▶ **WHAT IS EXPECTED**
Format the entries starting at the line containing "the dark green" and ending at the line containing "x=139, y=174" as a two-column CSV with the headers instruction and coordinates. Put one row per entry, with its text and its answer each in a single quoted field and line breaks turned into spaces, and leave the pictures out.

(Extracted entries)

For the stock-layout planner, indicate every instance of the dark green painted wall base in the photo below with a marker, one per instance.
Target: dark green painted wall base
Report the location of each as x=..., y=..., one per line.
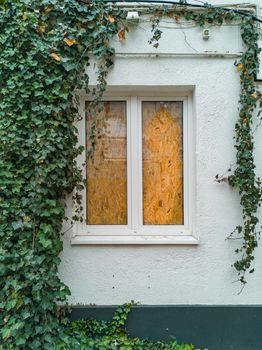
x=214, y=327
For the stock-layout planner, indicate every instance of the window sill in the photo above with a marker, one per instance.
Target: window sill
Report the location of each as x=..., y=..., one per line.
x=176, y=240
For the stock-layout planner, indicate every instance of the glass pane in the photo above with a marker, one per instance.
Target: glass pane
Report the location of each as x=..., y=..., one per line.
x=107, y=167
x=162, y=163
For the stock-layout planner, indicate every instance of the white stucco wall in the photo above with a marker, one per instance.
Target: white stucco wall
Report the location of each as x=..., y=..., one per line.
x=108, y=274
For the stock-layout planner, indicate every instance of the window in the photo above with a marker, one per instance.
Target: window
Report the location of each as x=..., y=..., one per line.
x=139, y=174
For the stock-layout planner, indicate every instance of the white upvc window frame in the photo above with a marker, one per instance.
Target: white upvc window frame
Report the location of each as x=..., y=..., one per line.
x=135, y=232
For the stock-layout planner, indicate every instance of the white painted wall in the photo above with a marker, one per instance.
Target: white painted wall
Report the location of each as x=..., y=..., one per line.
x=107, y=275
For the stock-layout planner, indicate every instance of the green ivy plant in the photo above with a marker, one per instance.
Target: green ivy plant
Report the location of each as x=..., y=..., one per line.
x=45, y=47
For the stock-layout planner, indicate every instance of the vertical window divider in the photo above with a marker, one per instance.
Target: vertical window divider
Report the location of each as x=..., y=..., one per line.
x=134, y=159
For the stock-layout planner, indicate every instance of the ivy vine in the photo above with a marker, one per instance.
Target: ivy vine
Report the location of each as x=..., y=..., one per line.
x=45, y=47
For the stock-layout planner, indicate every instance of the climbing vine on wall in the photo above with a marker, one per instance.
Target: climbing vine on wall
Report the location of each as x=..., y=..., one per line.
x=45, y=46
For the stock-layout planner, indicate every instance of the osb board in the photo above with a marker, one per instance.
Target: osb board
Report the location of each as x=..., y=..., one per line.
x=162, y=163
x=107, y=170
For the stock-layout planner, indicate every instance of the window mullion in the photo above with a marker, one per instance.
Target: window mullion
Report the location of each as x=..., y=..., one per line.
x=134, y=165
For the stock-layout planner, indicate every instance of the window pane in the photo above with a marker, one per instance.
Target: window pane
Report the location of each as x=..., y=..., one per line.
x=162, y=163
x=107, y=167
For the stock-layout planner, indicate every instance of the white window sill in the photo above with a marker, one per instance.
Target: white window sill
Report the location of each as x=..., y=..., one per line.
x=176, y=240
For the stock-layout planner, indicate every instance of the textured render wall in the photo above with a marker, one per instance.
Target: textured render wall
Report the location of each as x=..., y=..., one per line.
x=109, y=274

---

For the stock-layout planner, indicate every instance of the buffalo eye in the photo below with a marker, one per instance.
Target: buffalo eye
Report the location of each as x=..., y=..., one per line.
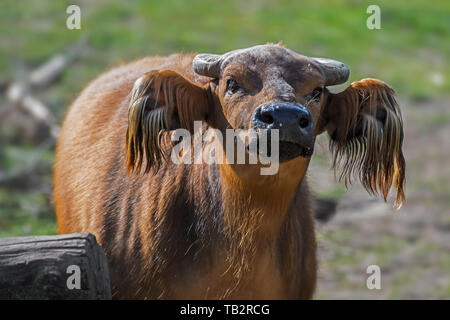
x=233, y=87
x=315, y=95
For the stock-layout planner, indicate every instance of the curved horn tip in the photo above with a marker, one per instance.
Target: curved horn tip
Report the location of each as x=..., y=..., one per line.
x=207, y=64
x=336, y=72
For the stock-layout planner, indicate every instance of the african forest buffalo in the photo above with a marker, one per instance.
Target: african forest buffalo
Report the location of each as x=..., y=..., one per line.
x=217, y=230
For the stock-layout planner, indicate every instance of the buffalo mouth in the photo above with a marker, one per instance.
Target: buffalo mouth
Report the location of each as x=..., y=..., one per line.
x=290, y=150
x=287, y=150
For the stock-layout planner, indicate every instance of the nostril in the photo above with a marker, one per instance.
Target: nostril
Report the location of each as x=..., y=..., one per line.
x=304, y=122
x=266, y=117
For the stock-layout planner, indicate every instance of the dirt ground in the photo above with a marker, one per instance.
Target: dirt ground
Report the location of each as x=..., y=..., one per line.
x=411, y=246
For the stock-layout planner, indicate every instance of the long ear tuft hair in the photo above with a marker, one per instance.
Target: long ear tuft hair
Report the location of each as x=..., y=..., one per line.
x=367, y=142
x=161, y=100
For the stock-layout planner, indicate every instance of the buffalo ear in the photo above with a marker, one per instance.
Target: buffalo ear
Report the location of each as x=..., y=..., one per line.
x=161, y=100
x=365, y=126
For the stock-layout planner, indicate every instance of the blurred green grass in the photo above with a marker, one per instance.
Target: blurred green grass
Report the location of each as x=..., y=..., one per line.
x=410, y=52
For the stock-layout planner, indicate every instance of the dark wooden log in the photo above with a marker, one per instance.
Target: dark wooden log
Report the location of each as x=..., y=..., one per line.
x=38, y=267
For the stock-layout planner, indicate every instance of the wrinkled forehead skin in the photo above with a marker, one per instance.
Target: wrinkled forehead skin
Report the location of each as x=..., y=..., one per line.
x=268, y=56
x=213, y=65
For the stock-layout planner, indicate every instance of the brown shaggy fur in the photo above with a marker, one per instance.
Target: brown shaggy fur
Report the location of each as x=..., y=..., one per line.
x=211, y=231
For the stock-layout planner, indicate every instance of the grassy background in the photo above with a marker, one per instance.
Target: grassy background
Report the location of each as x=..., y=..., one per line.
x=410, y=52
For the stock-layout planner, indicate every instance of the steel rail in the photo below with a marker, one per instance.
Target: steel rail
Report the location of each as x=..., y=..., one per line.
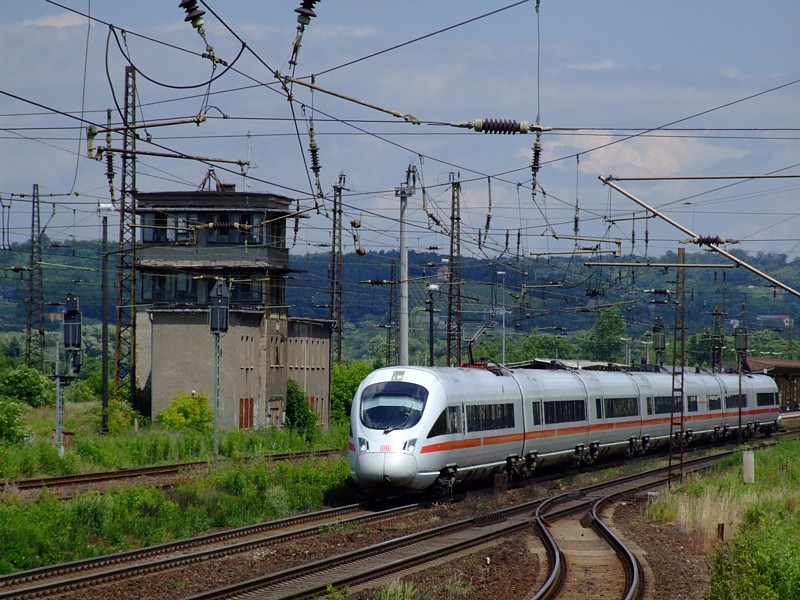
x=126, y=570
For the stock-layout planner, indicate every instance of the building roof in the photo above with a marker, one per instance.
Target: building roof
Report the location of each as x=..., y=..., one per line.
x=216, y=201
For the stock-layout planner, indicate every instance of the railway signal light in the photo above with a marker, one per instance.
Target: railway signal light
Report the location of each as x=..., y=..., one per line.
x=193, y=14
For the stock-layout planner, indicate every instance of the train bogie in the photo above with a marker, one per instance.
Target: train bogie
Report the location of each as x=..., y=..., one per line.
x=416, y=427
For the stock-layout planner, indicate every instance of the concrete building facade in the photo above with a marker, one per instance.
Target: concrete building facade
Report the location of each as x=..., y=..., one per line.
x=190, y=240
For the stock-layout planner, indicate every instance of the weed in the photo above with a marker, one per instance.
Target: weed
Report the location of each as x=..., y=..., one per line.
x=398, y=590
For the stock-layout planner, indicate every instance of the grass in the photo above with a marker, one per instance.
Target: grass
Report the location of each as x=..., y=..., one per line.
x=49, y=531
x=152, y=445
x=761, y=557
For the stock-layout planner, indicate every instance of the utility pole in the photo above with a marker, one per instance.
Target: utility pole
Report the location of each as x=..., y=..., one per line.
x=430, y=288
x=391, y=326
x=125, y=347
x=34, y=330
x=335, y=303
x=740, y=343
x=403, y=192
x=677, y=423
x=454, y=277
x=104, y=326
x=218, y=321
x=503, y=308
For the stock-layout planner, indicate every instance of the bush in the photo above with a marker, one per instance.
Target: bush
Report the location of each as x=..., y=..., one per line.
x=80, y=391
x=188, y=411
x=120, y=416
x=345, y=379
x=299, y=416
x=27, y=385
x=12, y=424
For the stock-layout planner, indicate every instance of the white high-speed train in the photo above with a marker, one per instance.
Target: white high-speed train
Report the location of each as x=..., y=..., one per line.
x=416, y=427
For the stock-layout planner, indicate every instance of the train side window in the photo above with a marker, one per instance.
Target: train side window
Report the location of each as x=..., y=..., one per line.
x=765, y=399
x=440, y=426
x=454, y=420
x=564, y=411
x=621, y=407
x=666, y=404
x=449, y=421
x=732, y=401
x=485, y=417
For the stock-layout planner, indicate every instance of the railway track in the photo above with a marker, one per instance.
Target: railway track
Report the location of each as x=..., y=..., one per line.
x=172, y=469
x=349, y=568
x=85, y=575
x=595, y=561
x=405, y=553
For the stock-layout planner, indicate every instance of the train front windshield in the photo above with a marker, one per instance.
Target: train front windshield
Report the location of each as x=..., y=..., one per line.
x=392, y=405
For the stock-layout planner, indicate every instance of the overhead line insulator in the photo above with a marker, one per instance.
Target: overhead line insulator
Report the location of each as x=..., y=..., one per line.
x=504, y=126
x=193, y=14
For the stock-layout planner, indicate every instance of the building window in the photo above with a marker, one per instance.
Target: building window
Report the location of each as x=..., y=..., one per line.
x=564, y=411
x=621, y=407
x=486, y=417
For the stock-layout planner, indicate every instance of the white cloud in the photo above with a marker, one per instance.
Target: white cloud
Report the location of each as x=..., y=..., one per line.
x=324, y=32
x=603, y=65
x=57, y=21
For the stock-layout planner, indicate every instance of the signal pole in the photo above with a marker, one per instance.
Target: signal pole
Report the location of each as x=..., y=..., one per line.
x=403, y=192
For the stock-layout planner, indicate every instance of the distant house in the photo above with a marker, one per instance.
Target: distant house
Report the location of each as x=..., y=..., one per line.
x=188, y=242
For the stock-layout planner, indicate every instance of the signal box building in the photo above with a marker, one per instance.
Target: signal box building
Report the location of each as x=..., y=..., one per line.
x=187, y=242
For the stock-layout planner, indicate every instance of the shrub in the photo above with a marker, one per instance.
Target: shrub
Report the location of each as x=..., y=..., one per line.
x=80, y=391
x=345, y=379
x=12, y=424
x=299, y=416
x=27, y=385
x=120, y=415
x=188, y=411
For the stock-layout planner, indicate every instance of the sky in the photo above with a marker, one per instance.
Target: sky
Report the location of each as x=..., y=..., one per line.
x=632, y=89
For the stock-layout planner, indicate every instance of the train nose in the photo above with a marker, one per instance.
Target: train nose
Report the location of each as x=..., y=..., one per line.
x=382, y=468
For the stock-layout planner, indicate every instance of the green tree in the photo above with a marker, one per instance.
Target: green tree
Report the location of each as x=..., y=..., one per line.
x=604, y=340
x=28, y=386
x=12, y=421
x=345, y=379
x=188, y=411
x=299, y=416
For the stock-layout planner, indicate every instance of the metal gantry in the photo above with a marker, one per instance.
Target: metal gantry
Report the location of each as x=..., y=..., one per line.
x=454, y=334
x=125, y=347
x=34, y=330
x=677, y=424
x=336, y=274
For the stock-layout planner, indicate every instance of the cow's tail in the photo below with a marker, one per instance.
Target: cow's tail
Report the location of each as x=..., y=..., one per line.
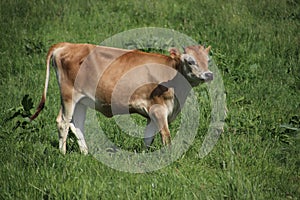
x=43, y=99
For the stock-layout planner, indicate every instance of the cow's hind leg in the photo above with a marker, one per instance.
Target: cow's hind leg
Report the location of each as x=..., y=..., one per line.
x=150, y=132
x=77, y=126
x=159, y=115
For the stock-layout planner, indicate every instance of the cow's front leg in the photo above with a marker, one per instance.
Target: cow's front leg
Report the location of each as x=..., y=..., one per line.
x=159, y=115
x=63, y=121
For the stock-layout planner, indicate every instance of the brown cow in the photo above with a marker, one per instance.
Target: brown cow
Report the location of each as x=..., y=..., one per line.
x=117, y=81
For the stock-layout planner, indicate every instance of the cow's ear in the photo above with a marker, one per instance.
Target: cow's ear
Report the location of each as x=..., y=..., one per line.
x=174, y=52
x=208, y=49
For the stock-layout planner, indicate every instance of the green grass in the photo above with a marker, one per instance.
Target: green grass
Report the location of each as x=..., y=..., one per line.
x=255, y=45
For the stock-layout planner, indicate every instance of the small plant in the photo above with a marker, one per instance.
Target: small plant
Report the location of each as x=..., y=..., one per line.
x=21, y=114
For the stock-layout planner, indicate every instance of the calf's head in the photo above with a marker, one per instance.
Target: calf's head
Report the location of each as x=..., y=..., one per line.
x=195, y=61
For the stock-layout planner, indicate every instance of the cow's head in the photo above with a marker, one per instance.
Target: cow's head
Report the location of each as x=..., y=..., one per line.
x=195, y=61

▶ **ANSWER IN FULL**
instruction,coordinates
"For the stock-layout planner, indicate every instance of the dark green painted wall base in the photo below with a marker, one per instance. Target: dark green painted wall base Report the location of each as x=..., y=..., one per line.","x=214, y=327"
"For the stock-layout planner, indicate every instance of the window sill in the photo above with a marker, one per instance. Target: window sill Report the location of each as x=..., y=..., one per line.","x=176, y=240"
"For the stock-layout planner, indicate every instance of the glass pane in the photo above with a marker, one per instance. Target: glass pane Report the location of each as x=..., y=..., one per line.","x=107, y=167 x=162, y=163"
"For the stock-layout planner, indicate every instance of the white stucco wall in the photo above with a marker, one per instance. Target: white stucco wall Report the location of each as x=..., y=..., one per line.","x=108, y=274"
"For the stock-layout planner, indicate every instance of the window in the photo above with a marker, one per instance. Target: window Report the location of each as x=..., y=..., one per line.","x=139, y=174"